◆ Seçilmiş Metin:
>>>
Ustalık dönemi, peki ya sonra?
Toplumların veya ülkelerin gelişmesi ilerlemesi her şeyden önce zihinlerde ortaya çıkan fikirlerin serbestçe ifade edilebilmesine bağlıdır. Çünkü yaşadığımız evrende her şey öncelikle düşüncede var edilir, bu evrensel bir doğa yasasıdır. Düşüncede var edilmeyen hiçbir şey fiziki olarak var olamaz ya da gerçekleşemez. Bilim, sanat, spor, siyaset, teknoloji, felsefe, hukuk, ekonomi hiç fark etmez her şey ama her şey önce fikir olarak ortaya çıkar veya çıkmak zorundadır.

Bu nedenle ortaya çıkan fikirlerin diğer insanlarla paylaşılması o fikrin gerçekleşmesinin en önemli olmazsa olmaz aşamasıdır. Bu çerçeveden bakıldığında 'ifade özgürlüğü' tüm toplumlar için hayati önem taşımaktadır. Öncelikle bu gerçeğin içselleştirilmesi gerekir.

Ülkemiz özeline gelince, aslında bana göre ifade özgürlüğü konusundaki karnemiz hiçbir ciddi anlamda geriye gidildiğini göstermektedir. Akademisyen, gazeteci, yazar, fikir insanı kim olursa olsun herkesin bugün düşüncelerini ifade etme konusunda çok ciddi bir baskı hissettiği açıktır. Gerçekleştirilen somut uygulamalar özellikle son birkaç yıldır aydınlar üzerinde çok ciddi bir oto-sansür sürecinin yaşanmasına neden olmuştur/olmaktadır. Fikirlerin baskı altına alınması, ifade özgürlüğünün kısıtlanması bir toplumun hayat damarlarının kesilmesi anlamına gelecek kadar önemlidir.
<<<
◆ Veri Kayıtları:
>>>
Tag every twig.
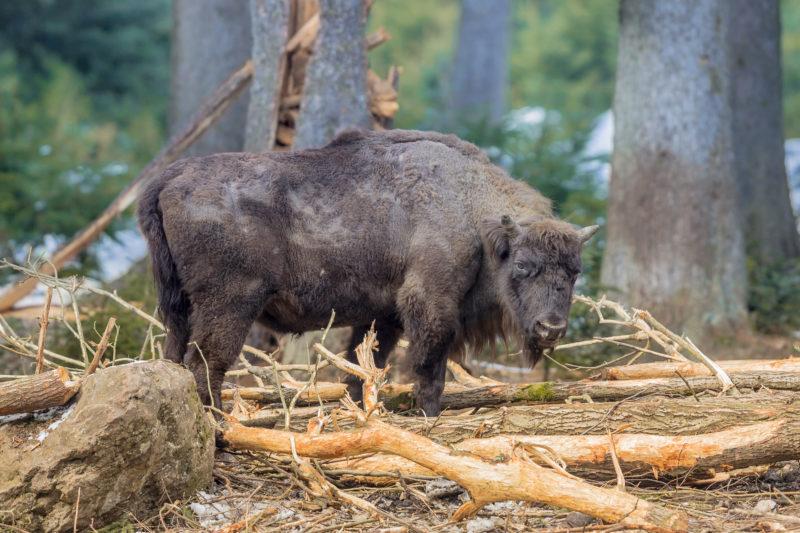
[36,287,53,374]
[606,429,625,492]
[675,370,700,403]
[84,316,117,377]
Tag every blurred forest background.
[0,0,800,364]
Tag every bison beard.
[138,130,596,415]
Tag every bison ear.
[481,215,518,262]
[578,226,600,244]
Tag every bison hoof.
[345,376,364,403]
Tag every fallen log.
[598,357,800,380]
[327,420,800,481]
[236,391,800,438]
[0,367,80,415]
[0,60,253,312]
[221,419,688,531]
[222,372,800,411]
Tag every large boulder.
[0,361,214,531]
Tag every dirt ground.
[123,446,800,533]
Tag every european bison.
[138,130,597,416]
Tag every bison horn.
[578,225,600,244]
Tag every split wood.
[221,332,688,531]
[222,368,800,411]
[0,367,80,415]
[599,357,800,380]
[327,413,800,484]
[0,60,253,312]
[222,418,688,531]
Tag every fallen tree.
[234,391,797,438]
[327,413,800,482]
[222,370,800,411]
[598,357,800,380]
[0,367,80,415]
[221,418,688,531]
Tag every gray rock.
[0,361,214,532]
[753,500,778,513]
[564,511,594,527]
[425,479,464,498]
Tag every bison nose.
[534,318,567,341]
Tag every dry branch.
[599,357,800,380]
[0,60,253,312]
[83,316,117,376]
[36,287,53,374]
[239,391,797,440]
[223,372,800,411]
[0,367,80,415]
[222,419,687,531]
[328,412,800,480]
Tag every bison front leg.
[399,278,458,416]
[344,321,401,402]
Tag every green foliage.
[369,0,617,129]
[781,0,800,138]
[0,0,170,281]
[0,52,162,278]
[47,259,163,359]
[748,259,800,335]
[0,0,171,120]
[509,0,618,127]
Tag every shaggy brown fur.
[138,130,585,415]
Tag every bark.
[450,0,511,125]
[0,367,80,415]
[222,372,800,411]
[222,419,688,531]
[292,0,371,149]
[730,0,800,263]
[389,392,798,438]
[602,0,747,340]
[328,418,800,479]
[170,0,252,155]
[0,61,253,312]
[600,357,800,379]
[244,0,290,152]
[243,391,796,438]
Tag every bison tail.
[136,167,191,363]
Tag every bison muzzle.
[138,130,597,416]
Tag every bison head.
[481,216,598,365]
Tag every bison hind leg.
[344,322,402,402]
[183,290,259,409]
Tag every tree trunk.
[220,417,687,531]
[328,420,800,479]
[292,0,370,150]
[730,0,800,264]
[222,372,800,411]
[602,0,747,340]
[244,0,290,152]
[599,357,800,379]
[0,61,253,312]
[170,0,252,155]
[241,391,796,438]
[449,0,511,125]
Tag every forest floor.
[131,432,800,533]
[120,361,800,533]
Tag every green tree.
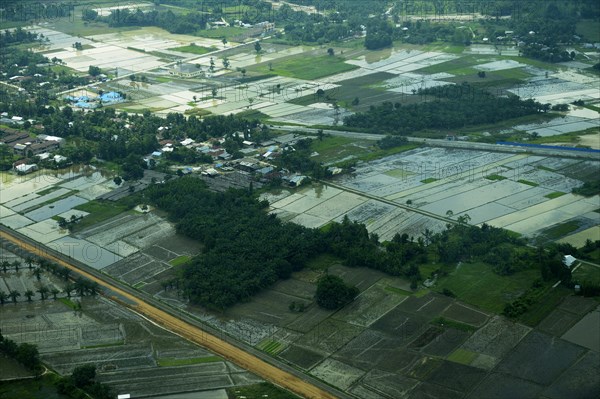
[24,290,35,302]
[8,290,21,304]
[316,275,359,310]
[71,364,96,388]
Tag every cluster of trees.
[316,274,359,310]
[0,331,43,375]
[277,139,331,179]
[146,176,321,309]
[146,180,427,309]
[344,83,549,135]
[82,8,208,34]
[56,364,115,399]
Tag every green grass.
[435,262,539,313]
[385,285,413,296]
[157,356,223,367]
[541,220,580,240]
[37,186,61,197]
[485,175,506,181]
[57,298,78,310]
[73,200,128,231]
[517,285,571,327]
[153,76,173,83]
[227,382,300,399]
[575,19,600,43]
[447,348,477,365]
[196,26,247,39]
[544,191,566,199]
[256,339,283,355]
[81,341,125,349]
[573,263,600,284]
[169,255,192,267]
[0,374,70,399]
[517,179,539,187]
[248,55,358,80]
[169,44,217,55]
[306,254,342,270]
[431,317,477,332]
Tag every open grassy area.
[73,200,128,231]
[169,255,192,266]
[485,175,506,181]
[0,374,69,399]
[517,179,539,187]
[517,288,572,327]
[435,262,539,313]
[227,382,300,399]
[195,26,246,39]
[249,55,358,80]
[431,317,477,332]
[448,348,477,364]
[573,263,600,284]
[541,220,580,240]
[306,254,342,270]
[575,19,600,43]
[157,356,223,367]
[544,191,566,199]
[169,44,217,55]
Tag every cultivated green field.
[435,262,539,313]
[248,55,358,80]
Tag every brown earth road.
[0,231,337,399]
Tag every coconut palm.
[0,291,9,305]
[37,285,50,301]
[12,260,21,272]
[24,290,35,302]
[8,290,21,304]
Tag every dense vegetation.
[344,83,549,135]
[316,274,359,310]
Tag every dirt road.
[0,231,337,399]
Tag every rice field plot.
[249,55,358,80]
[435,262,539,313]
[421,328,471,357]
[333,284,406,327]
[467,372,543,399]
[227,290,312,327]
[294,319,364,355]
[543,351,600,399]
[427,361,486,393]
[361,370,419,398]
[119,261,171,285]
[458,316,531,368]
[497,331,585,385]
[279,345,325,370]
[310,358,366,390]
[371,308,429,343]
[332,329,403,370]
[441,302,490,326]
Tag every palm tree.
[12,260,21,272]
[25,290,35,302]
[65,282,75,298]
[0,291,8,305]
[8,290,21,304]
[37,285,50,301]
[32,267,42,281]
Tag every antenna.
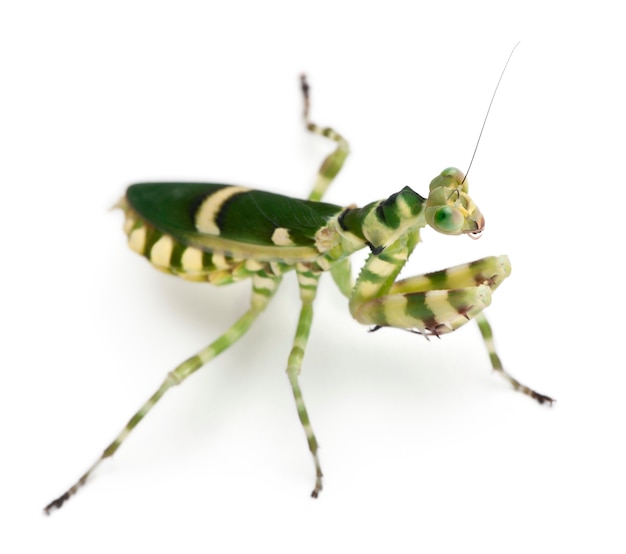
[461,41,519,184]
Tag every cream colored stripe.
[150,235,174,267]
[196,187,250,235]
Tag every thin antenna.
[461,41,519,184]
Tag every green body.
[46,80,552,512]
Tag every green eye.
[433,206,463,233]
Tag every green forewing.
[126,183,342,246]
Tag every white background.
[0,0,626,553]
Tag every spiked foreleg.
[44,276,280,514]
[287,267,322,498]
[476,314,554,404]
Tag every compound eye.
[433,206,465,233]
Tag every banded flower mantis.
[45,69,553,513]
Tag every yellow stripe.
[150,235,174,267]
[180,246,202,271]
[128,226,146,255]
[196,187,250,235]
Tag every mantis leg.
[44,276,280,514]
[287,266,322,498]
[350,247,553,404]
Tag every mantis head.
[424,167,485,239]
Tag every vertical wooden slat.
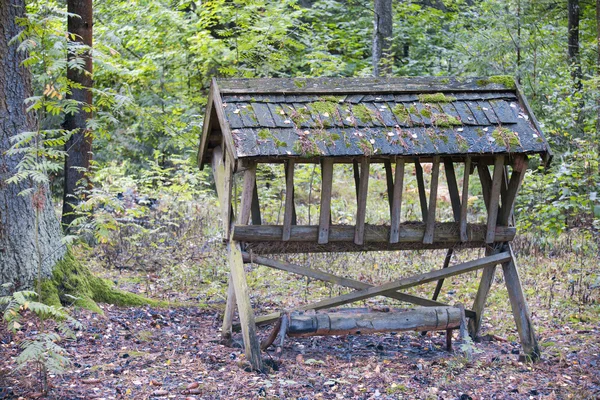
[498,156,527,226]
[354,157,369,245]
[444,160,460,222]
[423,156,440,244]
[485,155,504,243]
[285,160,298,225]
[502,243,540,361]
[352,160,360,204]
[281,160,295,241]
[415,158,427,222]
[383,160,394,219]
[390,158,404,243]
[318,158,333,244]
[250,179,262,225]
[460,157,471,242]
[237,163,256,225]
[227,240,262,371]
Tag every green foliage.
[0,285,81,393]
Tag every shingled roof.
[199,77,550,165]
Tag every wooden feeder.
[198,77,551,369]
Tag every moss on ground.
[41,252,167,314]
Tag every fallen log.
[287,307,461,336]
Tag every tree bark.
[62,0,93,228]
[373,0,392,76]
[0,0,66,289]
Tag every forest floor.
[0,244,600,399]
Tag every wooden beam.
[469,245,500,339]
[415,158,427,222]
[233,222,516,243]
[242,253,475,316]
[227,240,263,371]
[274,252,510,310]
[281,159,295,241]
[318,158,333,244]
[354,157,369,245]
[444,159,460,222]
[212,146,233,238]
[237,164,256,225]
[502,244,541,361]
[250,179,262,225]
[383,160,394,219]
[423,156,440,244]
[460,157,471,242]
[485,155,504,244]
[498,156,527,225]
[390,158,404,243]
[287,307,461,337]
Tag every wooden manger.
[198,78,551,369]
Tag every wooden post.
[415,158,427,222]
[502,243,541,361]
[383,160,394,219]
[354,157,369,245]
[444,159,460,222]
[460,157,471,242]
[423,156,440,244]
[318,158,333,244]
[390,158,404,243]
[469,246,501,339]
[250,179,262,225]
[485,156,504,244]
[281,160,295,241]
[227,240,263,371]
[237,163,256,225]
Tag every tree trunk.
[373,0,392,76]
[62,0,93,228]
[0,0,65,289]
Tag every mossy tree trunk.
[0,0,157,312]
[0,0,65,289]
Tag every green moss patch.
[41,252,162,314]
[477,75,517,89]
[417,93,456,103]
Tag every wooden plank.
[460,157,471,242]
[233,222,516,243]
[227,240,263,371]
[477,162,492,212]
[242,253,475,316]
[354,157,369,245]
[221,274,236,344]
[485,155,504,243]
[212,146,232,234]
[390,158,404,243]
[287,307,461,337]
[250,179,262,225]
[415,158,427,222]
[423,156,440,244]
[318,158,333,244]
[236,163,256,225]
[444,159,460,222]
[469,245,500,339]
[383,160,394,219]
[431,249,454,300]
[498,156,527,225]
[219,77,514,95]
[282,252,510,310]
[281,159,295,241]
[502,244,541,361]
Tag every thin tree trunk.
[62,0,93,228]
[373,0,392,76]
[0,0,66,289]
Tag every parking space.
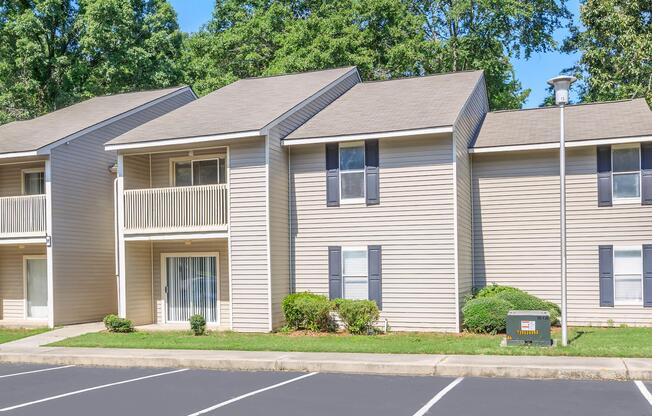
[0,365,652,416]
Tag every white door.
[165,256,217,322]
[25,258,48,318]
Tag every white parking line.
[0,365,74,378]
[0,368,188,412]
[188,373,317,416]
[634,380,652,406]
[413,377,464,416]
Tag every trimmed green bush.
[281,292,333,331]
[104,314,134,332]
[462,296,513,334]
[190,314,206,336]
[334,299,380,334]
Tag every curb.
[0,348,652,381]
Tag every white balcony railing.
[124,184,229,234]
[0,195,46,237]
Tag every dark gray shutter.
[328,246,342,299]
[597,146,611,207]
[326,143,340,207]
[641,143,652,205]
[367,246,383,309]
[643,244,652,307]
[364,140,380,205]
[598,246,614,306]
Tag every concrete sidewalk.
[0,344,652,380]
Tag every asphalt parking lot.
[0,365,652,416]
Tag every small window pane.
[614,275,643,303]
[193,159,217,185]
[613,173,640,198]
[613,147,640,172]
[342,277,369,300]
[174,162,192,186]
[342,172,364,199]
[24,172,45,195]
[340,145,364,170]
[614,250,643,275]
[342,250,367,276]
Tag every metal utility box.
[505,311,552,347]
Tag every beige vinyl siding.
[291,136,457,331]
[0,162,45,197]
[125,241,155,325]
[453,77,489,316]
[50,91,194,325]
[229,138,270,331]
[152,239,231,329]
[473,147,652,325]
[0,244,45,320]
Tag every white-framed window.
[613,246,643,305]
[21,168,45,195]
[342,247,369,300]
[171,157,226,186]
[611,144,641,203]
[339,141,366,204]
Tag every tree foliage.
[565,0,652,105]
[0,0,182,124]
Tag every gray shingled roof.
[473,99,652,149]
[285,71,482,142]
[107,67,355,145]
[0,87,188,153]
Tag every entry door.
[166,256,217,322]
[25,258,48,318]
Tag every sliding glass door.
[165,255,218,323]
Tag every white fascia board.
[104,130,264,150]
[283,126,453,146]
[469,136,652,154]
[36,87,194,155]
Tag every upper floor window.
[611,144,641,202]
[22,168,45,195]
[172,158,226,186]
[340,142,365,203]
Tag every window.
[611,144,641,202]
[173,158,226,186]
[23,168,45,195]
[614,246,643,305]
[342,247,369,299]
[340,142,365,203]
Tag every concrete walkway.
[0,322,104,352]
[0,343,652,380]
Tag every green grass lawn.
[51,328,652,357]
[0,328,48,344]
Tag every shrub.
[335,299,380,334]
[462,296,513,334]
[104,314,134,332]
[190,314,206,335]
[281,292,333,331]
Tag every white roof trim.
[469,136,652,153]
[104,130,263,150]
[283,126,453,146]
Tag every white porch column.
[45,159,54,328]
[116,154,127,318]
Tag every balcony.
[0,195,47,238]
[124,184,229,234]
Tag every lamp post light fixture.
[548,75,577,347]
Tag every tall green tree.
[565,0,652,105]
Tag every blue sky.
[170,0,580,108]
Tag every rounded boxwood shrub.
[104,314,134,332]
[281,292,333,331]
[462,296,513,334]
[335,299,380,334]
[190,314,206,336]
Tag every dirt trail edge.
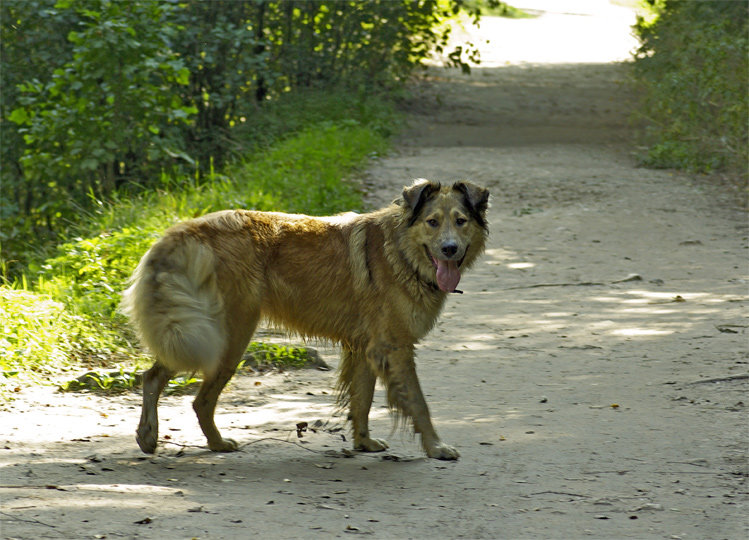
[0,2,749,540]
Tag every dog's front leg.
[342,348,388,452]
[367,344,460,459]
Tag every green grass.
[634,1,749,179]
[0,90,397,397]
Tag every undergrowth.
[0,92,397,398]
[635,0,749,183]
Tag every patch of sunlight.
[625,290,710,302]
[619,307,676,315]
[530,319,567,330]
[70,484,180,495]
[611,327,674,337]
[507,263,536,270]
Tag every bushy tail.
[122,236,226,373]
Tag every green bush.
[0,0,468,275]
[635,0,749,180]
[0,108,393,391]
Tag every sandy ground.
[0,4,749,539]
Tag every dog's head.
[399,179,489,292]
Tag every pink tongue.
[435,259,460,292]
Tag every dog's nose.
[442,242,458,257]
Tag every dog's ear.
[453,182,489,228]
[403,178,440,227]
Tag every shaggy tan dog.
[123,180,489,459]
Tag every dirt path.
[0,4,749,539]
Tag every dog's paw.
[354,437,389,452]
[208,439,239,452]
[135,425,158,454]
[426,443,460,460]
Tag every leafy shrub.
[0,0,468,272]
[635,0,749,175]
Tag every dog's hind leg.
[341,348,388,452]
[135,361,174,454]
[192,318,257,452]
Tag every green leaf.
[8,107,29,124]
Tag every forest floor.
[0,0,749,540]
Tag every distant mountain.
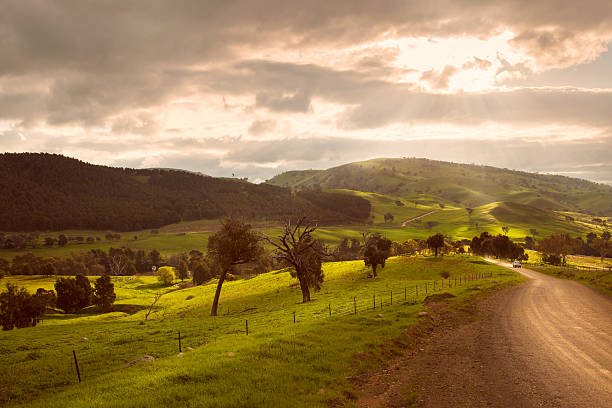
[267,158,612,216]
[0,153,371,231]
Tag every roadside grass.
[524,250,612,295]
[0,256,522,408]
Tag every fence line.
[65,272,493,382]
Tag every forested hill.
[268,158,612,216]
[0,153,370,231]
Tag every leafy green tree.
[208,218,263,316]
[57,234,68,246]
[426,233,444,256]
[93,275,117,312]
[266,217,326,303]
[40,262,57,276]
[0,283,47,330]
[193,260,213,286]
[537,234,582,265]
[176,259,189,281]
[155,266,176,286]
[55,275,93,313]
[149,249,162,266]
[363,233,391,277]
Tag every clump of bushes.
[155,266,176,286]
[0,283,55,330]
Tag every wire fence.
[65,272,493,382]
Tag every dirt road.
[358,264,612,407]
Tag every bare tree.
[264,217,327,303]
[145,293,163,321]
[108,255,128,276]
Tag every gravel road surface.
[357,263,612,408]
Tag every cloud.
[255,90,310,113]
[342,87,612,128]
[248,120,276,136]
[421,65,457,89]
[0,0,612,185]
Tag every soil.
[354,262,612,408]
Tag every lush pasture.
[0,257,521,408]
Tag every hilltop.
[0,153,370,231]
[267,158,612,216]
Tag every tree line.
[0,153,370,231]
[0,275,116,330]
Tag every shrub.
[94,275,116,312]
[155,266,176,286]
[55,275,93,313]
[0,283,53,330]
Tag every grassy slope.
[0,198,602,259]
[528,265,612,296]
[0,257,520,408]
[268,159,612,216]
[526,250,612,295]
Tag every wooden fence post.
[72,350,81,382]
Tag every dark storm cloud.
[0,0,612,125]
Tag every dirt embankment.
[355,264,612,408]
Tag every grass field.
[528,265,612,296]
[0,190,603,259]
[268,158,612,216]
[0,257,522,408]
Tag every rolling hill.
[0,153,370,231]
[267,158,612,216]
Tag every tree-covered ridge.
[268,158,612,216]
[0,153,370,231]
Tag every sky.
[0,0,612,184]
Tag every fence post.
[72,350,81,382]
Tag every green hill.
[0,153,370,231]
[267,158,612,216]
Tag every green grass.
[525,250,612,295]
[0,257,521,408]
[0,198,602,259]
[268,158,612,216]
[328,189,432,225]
<<<
◆ Alıştırmalar:
1. Aşağıdaki ifadelerin seçilmiş metinle uyuşup uyuşmadığını evet ya da hayır diye belirtin ve her cevabınızı metinden birebir alıntılanan belirleyici sözlerle destekleyin.
(a) Düşüncede var edilmeyen bir şey fiziki olarak var olabilir.
(b) İfade özgürlüğü tüm toplumlar için hayati önem taşır.
(c) Bilim, fikir olarak ortaya çıkmadan da var olabilir.
2. Seçilmiş metne göre aşağıdaki soruları cevaplayın.
(a) Yaşadığımız evrende her şey öncelikle nerede var edilir?
(b) Bir fikrin gerçekleşmesinin en önemli, olmazsa olmaz aşaması nedir?
(c) Son birkaç yıldır kimler üzerinde çok ciddi bir oto-sansür süreci yaşanmaktadır?
3. Seçilmiş metnin "Bu nedenle ortaya" ile başlayıp "gelecek kadar önemlidir." sözlerine kadar süren bölümünü, "aydınlar" sözünü "düşünürler" ile değiştirerek yeniden yazın.

◆ Cevap Anahtarı:
1.
(a) Hayır: "Düşüncede var edilmeyen hiçbir şey fiziki olarak var olamaz ya da gerçekleşemez."
(b) Evet: "Bu çerçeveden bakıldığında 'ifade özgürlüğü' tüm toplumlar için hayati önem taşımaktadır."
(c) Hayır: "Bilim, sanat, spor, siyaset, teknoloji, felsefe, hukuk, ekonomi hiç fark etmez her şey ama her şey önce fikir olarak ortaya çıkar veya çıkmak zorundadır."

2.
(a) Düşüncede.
(b) Fikrin diğer insanlarla paylaşılması.
(c) Aydınlar üzerinde.

3.
Bu nedenle ortaya çıkan fikirlerin diğer insanlarla paylaşılması o fikrin gerçekleşmesinin en önemli olmazsa olmaz aşamasıdır. Bu çerçeveden bakıldığında 'ifade özgürlüğü' tüm toplumlar için hayati önem taşımaktadır. Öncelikle bu gerçeğin içselleştirilmesi gerekir.

Ülkemiz özeline gelince, aslında bana göre ifade özgürlüğü konusundaki karnemiz hiçbir ciddi anlamda geriye gidildiğini göstermektedir. Akademisyen, gazeteci, yazar, fikir insanı kim olursa olsun herkesin bugün düşüncelerini ifade etme konusunda çok ciddi bir baskı hissettiği açıktır. Gerçekleştirilen somut uygulamalar özellikle son birkaç yıldır düşünürler üzerinde çok ciddi bir oto-sansür sürecinin yaşanmasına neden olmuştur/olmaktadır. Fikirlerin baskı altına alınması, ifade özgürlüğünün kısıtlanması bir toplumun hayat damarlarının kesilmesi anlamına gelecek kadar önemlidir.